## Records shown
________
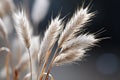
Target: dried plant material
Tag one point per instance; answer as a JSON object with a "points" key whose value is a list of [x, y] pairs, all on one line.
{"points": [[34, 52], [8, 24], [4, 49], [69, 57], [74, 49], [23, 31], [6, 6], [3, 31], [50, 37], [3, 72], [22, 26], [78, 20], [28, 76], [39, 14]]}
________
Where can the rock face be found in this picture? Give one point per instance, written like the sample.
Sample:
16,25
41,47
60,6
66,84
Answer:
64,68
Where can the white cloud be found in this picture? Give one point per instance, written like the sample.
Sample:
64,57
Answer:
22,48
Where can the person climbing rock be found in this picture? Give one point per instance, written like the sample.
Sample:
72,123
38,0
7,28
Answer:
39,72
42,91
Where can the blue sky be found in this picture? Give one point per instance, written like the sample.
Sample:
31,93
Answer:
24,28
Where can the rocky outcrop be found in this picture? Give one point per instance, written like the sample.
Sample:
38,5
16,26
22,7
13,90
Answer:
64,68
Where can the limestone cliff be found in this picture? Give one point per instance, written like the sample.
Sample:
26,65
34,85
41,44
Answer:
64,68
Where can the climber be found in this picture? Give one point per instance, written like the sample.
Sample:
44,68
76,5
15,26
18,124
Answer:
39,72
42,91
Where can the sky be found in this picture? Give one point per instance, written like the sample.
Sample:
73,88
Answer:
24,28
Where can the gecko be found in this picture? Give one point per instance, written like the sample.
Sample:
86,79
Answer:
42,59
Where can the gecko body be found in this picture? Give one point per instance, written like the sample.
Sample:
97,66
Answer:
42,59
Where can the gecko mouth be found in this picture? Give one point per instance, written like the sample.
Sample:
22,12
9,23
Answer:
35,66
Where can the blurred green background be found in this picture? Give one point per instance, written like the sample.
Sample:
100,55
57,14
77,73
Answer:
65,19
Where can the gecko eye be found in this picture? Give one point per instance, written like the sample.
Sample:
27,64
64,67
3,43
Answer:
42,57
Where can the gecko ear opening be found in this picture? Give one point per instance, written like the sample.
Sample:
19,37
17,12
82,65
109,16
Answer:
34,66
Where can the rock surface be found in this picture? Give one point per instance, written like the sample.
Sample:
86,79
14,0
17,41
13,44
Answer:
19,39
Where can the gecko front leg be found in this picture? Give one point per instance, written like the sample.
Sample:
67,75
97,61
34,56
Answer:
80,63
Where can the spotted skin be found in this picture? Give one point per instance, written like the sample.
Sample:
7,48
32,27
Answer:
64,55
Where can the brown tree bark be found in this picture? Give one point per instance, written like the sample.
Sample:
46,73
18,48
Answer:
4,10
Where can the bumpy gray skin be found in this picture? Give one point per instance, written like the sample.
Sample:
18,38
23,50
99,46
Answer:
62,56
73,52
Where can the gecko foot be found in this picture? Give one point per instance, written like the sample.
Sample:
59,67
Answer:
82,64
________
## What to do
Please count the lines of the material above that contain the word "skin". Reply with the number only.

## Full solution
2